_Assignment_:
The records that follow must be repeated exactly, minus the images.

START Entries provided

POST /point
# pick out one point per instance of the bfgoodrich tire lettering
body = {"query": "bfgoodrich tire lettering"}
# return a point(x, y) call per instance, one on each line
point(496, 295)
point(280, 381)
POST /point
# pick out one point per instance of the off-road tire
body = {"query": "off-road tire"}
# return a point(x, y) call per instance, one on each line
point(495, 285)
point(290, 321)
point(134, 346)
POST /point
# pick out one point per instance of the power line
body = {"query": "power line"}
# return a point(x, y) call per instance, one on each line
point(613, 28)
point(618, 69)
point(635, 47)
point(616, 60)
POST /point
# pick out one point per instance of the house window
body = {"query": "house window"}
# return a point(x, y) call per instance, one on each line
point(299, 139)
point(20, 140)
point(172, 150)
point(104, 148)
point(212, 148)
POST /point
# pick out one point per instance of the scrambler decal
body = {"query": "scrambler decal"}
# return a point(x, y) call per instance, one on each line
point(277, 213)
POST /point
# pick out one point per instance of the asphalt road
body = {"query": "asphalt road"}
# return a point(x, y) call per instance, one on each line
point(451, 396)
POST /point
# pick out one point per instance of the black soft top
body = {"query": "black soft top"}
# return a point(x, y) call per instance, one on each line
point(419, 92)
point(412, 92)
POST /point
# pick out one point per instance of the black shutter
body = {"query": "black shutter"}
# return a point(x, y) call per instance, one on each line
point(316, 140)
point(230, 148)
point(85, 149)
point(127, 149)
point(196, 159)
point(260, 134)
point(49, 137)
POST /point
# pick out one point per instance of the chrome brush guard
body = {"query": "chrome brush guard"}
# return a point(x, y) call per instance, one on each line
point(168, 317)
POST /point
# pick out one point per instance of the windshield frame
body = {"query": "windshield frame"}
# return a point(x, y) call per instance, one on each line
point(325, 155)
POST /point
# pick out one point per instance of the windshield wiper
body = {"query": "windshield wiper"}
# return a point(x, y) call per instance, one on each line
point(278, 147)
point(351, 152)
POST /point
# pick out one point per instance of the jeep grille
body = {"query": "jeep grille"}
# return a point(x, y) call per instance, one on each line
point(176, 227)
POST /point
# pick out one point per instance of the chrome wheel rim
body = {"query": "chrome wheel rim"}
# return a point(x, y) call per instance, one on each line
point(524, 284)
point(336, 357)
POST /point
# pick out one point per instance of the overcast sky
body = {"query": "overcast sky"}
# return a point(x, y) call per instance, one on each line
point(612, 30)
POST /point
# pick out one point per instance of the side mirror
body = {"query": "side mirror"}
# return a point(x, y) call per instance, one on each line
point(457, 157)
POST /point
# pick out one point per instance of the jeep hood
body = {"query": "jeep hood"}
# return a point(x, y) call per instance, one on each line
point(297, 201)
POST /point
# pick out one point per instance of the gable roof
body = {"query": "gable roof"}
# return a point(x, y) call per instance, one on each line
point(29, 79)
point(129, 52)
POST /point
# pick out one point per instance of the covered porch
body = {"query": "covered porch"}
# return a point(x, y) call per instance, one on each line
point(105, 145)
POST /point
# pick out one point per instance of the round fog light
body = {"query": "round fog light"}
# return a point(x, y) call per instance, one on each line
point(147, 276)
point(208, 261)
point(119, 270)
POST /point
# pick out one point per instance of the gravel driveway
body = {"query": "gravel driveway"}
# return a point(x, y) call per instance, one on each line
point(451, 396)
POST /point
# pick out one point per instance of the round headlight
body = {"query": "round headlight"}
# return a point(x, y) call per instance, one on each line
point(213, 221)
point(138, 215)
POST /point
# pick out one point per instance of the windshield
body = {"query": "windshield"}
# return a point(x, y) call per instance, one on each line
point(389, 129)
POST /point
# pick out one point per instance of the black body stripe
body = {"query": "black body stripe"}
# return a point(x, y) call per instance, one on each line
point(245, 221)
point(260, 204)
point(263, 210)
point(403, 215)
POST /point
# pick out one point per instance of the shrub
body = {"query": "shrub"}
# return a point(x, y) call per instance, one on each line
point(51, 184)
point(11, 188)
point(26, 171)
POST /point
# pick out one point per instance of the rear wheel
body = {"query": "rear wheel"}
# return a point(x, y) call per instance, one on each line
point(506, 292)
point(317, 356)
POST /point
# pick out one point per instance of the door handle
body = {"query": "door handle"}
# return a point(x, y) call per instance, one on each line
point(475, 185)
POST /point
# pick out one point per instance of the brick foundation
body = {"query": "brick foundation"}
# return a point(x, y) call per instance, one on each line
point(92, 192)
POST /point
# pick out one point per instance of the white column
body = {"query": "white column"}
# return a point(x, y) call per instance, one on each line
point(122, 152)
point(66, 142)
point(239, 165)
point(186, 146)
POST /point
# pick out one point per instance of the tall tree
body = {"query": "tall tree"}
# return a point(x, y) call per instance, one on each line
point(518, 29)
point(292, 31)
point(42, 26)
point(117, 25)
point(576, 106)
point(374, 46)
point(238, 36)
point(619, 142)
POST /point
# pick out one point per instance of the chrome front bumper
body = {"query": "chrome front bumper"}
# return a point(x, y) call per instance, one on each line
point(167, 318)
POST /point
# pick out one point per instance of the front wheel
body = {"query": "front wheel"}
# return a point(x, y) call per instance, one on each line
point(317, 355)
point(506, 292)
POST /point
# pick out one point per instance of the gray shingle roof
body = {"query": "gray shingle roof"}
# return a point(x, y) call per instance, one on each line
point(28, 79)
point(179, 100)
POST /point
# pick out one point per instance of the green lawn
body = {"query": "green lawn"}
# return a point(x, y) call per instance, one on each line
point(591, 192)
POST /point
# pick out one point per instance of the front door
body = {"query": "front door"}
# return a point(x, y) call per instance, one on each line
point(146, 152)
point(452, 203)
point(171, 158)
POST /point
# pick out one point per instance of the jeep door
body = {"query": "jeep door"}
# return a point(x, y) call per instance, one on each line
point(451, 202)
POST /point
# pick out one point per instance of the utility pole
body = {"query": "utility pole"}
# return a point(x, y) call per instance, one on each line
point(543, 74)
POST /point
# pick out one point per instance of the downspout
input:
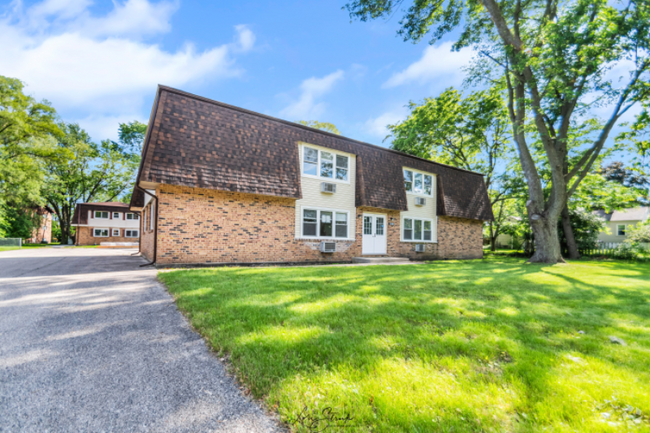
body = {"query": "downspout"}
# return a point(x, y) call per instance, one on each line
point(155, 228)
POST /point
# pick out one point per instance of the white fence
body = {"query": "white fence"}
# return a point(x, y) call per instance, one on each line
point(607, 248)
point(11, 242)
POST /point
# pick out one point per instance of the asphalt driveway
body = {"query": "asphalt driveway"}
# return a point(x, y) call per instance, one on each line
point(89, 341)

END Entries provided

_Reply to the exercise_:
POST /point
# pick out one point per instance of the bfgoodrich tire lettering
body = {"query": "bfgoodrich tire lettering"}
# return a point(x, y) call per instance, one on each line
point(496, 295)
point(280, 381)
POST /point
# pick out one point per instance of the off-road tire
body = {"query": "off-road tire"}
# return a point(x, y) call per instance, one on each line
point(495, 285)
point(290, 321)
point(134, 346)
POST /point
# pick out one point per instance of the power line
body = {"query": "power line"}
# return a point(x, y) call per instance, one on each line
point(613, 28)
point(618, 69)
point(635, 47)
point(616, 60)
POST /point
# pick out one point per instance of the house window
body = {"query": "house window"}
# return a point(x, y) call per instance, one on each line
point(299, 139)
point(20, 140)
point(172, 150)
point(104, 148)
point(212, 148)
POST /point
# pick out one point per instance of the scrambler decal
body = {"query": "scrambler decal"}
# return a point(x, y) call per instance, one on each line
point(277, 213)
POST /point
# pick out one point per instance of the asphalt road
body = {"query": "asphalt road"}
# return a point(x, y) call per instance, one on each line
point(451, 396)
POST /point
# pick out one point per instance of the black soft top
body = {"query": "black soft top"}
# return a point(x, y) call per instance, one on each line
point(419, 92)
point(412, 92)
POST /point
# pick out one point per instance of the black shutter
body = {"query": "black shutter"}
# return a point(x, y) call per instance, one on each line
point(316, 140)
point(230, 148)
point(85, 149)
point(127, 149)
point(196, 159)
point(260, 134)
point(49, 137)
POST /point
# pick out one point per instance of the chrome brush guard
body = {"query": "chrome brush guard"}
# return a point(x, y) call per instance, one on each line
point(168, 317)
POST /point
# pick out one point per instance of the windshield frame
body = {"query": "windshield frame"}
# return a point(x, y) call per instance, one on each line
point(325, 155)
POST /point
# pick out one point per instance of the windshield wiper
body = {"query": "windshield wiper"}
# return a point(x, y) call per instance, one on each line
point(278, 147)
point(351, 152)
POST /point
# pick out one point per instance of the jeep grille
body = {"query": "jeep grille"}
# return a point(x, y) call per instance, one on each line
point(176, 227)
POST /point
# pick out one point per instance of the chrome wheel rim
body = {"query": "chrome wheel rim"}
# return a point(x, y) call per instance, one on each line
point(524, 284)
point(336, 357)
POST /point
# pick out one point per instance of the overcast sky
body = {"query": "overcast sky"}
# return a point(x, y) call per instance, one on each line
point(612, 30)
POST /point
# pick out one point per instance of the side mirror
body = {"query": "side mirror"}
# return a point(x, y) call per instance, one on each line
point(457, 157)
POST /point
# pick out one point per instance of the jeep hood
body = {"query": "jeep hood"}
# return a point(x, y) call per instance, one on each line
point(297, 201)
POST /point
# pick out one point per instance of the gable roof
body = {"query": "gable roof"}
# return a point(x, y) call per instance, one on each line
point(29, 79)
point(129, 52)
POST /point
# pick out one point per instance of the covered porch
body = {"query": "covered porch"}
# return a point(x, y) call per instance, one on each line
point(105, 145)
POST /point
# pick out one point per instance of the round fog light
body = {"query": "round fog light"}
# return a point(x, y) call per instance, one on each line
point(147, 276)
point(208, 261)
point(119, 270)
POST /point
# pick out one point per instance of the gravel driveway
body = {"query": "gravel driveway"}
# return a point(x, y) call per instance, one on each line
point(451, 396)
POST /point
# pick out one point per instance of the round headlight
body = {"query": "round headlight"}
# return a point(x, y) call per instance, one on each line
point(213, 221)
point(138, 215)
POST /point
# pick out one point per instance of the windshield
body = {"query": "windshield"}
# return a point(x, y) call per instance, one on each line
point(389, 129)
POST /point
# pick out one point per instance of the black body stripe
body = {"query": "black body stripe"}
# return a point(x, y) call per instance, one on each line
point(245, 221)
point(260, 204)
point(263, 210)
point(403, 215)
POST /point
# pick out one point per instance of the shrub
body = {"query": "shrub"}
# return a point(x, y) call per instance, one on each line
point(51, 184)
point(11, 188)
point(26, 171)
POST /point
# pick out one point per instance of the rear wheel
body = {"query": "rear wheel"}
# return a point(x, y) call per instance, one on each line
point(506, 292)
point(317, 356)
POST /point
# pick out one point per instance of the door handle
body = {"query": "door handle"}
# return a point(x, y) call per instance, one on each line
point(475, 185)
POST /point
# pick out one point per instance of the brick foundation
body = {"query": "brick foundation"}
# return a point(x, y) call per instance, one on each line
point(92, 192)
POST /point
# pick out one point per instance of the white column
body = {"query": "white column"}
# return a point(x, y) call per instance, one on each line
point(122, 152)
point(66, 142)
point(239, 165)
point(186, 146)
POST /point
# pick out one point per instance of the tall tree
body = {"query": "tall tree"}
# return a point(x, y) call per instance, one on each line
point(518, 29)
point(292, 31)
point(42, 26)
point(117, 25)
point(576, 106)
point(374, 46)
point(238, 36)
point(619, 142)
POST /point
# pick out one point per instance of the chrome front bumper
body = {"query": "chrome front bumper"}
# return a point(x, y) call per instance, one on each line
point(167, 318)
POST /point
# pick out one point per instance of the front wheel
body = {"query": "front wheel"}
# return a point(x, y) call per instance, one on each line
point(317, 355)
point(506, 292)
POST /point
# pick out one point per instance of the gray shingle roof
body = {"query": "gray shingle roof"}
# return a point(x, y) call per instance, one on each line
point(28, 79)
point(179, 100)
POST /point
# pick out one point per instance of the green lawn
body = {"query": "green lawn"}
# return a point(x, y) call per instance, one on each line
point(591, 192)
POST /point
# pick out one point per instance of the front door
body = {"query": "front door"}
# return a point(x, y) call per instance, one on each line
point(146, 152)
point(452, 203)
point(171, 158)
POST /point
# pick out one point per instance of the jeep door
body = {"query": "jeep door"}
# return a point(x, y) call per instance, one on each line
point(451, 202)
POST /point
# pick out one point per instance of the utility pole
body = {"query": "utility pole"}
# return a point(x, y) call per instance, one on each line
point(543, 74)
POST /point
# pick out one point per instance of the downspout
input:
body = {"query": "downspout"}
# return a point(x, y) call per instance, one on each line
point(155, 228)
POST /point
# pick out one point per instance of the white fence
body = {"query": "white fence"}
# return a point(x, y) call per instance, one on each line
point(607, 248)
point(11, 242)
POST /point
# pick out one point per instance of the asphalt driveway
body = {"query": "asphalt driveway"}
# return a point(x, y) call per instance, one on each line
point(89, 341)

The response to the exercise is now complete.